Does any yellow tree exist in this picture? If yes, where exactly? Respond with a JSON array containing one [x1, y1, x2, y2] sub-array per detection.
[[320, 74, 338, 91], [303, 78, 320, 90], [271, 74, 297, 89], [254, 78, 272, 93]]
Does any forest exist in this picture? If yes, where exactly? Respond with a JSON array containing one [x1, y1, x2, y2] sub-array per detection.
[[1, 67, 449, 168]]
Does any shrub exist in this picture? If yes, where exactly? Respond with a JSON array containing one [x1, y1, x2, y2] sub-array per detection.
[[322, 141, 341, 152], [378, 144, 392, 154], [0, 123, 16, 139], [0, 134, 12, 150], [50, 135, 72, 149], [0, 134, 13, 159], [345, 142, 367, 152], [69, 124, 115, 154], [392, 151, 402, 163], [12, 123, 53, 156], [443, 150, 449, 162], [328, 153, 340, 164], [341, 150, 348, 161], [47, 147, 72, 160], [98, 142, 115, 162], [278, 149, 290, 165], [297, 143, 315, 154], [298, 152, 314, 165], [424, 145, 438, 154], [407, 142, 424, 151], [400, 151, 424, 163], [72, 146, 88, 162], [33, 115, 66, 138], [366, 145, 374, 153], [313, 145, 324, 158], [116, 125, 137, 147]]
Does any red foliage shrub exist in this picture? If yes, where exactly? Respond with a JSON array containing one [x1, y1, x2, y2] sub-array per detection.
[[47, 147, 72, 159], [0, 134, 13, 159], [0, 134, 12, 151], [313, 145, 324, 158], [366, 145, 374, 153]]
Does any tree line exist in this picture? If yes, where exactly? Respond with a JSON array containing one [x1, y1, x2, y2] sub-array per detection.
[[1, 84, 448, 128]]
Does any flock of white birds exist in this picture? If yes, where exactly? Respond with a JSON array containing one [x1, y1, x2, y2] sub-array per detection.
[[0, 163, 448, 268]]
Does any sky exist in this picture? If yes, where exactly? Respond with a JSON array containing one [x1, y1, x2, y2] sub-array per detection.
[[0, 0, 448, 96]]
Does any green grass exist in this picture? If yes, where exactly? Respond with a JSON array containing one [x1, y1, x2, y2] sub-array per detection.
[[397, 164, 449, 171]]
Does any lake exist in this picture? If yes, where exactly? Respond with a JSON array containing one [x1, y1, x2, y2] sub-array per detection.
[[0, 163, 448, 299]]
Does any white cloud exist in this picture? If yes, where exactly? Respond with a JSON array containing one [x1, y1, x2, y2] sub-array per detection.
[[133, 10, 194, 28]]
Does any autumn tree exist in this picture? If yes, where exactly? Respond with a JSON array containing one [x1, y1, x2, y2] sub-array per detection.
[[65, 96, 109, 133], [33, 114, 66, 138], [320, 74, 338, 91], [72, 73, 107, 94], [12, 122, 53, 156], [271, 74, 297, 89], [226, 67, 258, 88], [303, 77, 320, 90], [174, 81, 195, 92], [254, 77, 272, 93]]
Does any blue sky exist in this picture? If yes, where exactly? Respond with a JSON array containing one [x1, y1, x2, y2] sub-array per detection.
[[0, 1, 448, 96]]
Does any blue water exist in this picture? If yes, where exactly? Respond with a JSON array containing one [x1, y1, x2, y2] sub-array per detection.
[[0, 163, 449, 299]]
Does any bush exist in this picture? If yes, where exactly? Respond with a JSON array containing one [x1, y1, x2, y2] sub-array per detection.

────────────────────────────────────────

Reproduce the full listing above, character for character.

Does any yellow tree exist in this picture? If yes, where exactly? Respond with a JSON array containing one [x1, y1, x2, y2] sub-array per detection.
[[320, 74, 338, 91], [303, 78, 320, 90], [271, 74, 297, 89], [254, 78, 272, 93]]
Does any forest exist in this picture? If yes, where exactly? Respond with a JSON array containing one [x1, y1, x2, y2] sub-array per detection.
[[1, 67, 449, 168]]
Does any shrub exist in this picture? If yes, where exactly? Respond with a JSON array containing one [x1, y1, x2, y2] sub-array per detection.
[[322, 141, 341, 152], [378, 144, 392, 154], [0, 123, 16, 139], [0, 134, 12, 150], [50, 135, 72, 149], [0, 134, 13, 159], [345, 142, 367, 152], [69, 124, 115, 154], [392, 151, 402, 163], [12, 123, 53, 156], [443, 150, 449, 162], [328, 153, 340, 164], [341, 150, 348, 161], [47, 147, 72, 160], [98, 142, 115, 162], [278, 149, 290, 165], [297, 143, 315, 154], [298, 152, 314, 165], [424, 145, 438, 154], [407, 142, 424, 151], [400, 151, 424, 163], [72, 146, 88, 162], [33, 115, 66, 138], [366, 145, 374, 153], [313, 145, 324, 158], [116, 125, 137, 147]]
Does any red foliage shrub exist in this picture? If yes, where exactly? Respond with a JSON array containing one [x1, y1, x2, y2] sub-array per detection.
[[47, 147, 72, 159], [0, 134, 13, 159], [0, 134, 12, 151], [313, 145, 324, 158], [366, 145, 374, 153]]
Does any tree line exist in this picture? If yes, where exactly? Respond with a JSON array containing one [x1, y1, x2, y2] sub-array per detection.
[[1, 84, 448, 128]]
Does any flock of white birds exist in this picture? If yes, where exactly? Respond with a JSON array containing one [x1, y1, x2, y2] sub-array per detection.
[[0, 163, 448, 268]]
Does any sky exist in this picture? If yes, where exactly? Respond with a JSON array containing one [x1, y1, x2, y2] sub-array per detection.
[[0, 0, 448, 96]]
Does any green grass exist in this picture? If yes, where exactly? Respond with a JSON array containing one [x1, y1, x2, y2] sub-array per detection.
[[397, 164, 449, 171]]
Does any lake exist in this picture? If yes, where exactly? Respond with a JSON array containing one [x1, y1, x2, y2] sub-array per detection.
[[0, 163, 448, 299]]
Does any white cloud exist in this picture? If yes, where exactly? Respond with a JSON array containing one [x1, y1, x2, y2] sub-array per detection.
[[133, 10, 194, 28]]
Does any autumn tree exist in this picture? If yes, where exactly? Respond with a JSON array containing one [x1, y1, x2, y2] sub-array per detection.
[[65, 96, 109, 133], [33, 114, 66, 138], [320, 74, 338, 91], [72, 73, 107, 94], [12, 122, 53, 156], [271, 74, 297, 89], [226, 67, 258, 88], [303, 77, 320, 90], [174, 81, 195, 92], [254, 77, 272, 93]]
Does any blue sky exist in this picture? If yes, where exactly? Respond with a JSON array containing one [x1, y1, x2, y2] sub-array per detection.
[[0, 1, 448, 96]]
Does any blue water exist in this picture? If yes, where exactly? Respond with a JSON array containing one [x1, y1, x2, y2] sub-array per detection.
[[0, 163, 449, 299]]
Does any bush exist in this picture? If yes, where exactly? Respond with a JSON array containing one [x1, y1, x2, y2] sub-array per detection.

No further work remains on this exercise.